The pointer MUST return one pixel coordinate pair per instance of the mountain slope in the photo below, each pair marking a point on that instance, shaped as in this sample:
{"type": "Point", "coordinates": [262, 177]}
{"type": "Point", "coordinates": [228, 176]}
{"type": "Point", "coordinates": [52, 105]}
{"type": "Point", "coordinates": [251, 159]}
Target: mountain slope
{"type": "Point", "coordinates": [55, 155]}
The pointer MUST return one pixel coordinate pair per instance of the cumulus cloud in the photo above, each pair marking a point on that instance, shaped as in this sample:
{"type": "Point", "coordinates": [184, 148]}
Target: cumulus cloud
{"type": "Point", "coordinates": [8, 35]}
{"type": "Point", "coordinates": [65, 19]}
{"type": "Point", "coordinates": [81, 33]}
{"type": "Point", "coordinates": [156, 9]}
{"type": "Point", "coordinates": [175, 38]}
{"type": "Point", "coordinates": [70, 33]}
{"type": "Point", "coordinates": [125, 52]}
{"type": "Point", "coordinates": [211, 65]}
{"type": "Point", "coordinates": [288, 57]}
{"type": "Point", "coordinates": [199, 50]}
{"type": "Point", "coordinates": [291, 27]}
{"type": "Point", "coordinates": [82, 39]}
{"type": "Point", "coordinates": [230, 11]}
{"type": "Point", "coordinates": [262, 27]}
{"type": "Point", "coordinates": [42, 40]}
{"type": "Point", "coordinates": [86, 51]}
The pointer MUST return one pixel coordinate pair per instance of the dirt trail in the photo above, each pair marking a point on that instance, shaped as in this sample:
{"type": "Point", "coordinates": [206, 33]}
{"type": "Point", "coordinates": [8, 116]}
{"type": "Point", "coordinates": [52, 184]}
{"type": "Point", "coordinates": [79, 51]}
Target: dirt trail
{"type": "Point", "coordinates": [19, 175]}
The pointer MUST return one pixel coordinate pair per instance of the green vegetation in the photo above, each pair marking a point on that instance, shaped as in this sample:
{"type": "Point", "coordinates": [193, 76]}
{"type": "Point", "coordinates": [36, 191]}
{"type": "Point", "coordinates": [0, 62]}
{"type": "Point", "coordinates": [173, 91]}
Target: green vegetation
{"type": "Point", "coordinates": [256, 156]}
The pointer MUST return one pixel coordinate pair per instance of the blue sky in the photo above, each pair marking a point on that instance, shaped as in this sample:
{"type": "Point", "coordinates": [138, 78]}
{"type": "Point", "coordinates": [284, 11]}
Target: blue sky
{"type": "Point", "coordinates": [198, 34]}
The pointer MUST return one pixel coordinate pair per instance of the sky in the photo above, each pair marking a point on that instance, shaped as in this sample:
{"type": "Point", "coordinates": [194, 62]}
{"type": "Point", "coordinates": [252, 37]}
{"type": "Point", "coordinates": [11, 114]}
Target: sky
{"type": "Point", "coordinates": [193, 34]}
· · · · · · ·
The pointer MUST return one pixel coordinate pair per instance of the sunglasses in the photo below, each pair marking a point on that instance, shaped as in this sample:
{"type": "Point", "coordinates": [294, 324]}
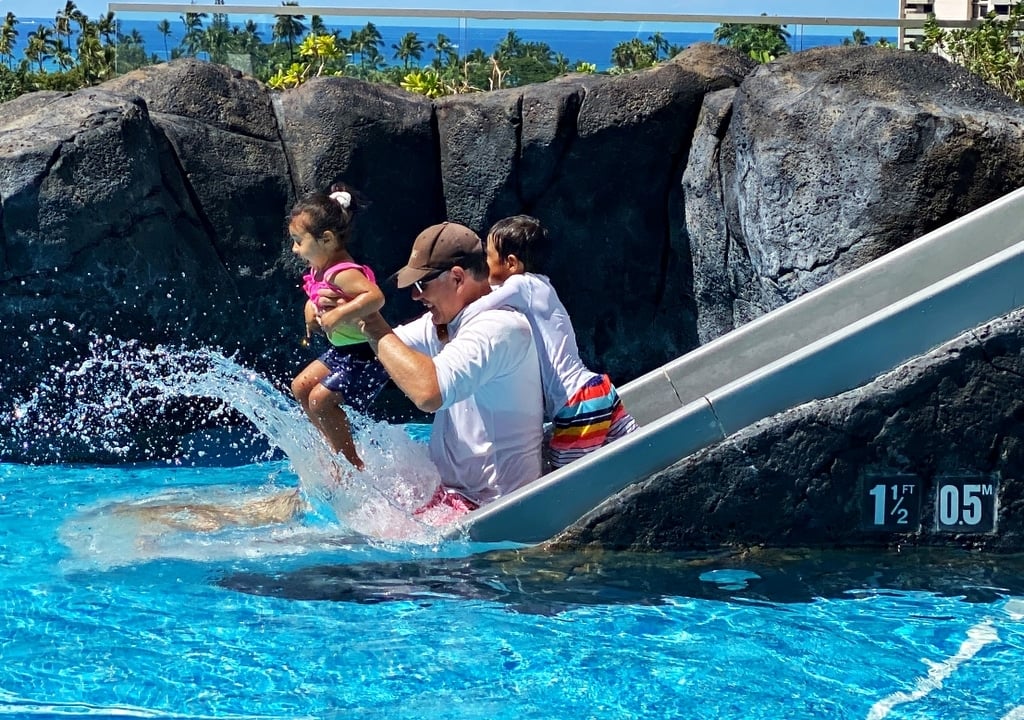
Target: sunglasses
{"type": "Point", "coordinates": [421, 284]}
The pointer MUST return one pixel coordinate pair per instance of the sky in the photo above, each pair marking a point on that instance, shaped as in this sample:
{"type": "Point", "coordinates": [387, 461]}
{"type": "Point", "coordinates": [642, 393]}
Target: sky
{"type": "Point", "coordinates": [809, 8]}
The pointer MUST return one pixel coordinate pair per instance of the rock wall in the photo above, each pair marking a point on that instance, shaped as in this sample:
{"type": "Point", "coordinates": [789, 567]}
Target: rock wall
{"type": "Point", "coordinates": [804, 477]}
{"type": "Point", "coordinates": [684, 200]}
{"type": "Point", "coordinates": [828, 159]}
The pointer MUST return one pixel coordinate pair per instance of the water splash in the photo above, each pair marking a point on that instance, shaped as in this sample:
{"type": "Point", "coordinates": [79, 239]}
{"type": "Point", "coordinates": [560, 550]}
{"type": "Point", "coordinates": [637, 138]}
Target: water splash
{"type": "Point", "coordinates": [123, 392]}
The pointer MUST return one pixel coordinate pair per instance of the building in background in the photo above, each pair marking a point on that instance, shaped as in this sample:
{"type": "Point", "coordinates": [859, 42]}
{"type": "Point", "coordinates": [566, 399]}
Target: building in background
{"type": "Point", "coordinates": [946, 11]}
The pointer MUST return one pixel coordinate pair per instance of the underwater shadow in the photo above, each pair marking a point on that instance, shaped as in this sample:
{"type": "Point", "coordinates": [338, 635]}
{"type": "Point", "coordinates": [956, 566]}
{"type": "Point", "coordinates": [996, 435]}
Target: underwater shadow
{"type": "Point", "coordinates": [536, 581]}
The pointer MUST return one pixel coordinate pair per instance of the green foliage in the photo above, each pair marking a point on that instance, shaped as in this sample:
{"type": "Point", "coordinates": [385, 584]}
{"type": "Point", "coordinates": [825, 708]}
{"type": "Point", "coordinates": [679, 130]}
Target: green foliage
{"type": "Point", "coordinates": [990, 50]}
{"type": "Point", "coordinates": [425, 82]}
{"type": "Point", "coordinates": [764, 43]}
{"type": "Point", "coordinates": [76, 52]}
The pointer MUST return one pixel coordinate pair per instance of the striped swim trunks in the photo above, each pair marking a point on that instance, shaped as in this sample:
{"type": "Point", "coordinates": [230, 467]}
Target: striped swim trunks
· · · · · · ·
- **WHAT YOU SHOULD DO**
Please return each line from the records above that contains the string "splash", copied in full.

- **THE RESPONSE**
The pointer MUST return one pixel coordinate pair per instance of the water splash in the photo above, each pair marking a point on that instance, shaped as in this sample:
Target: water splash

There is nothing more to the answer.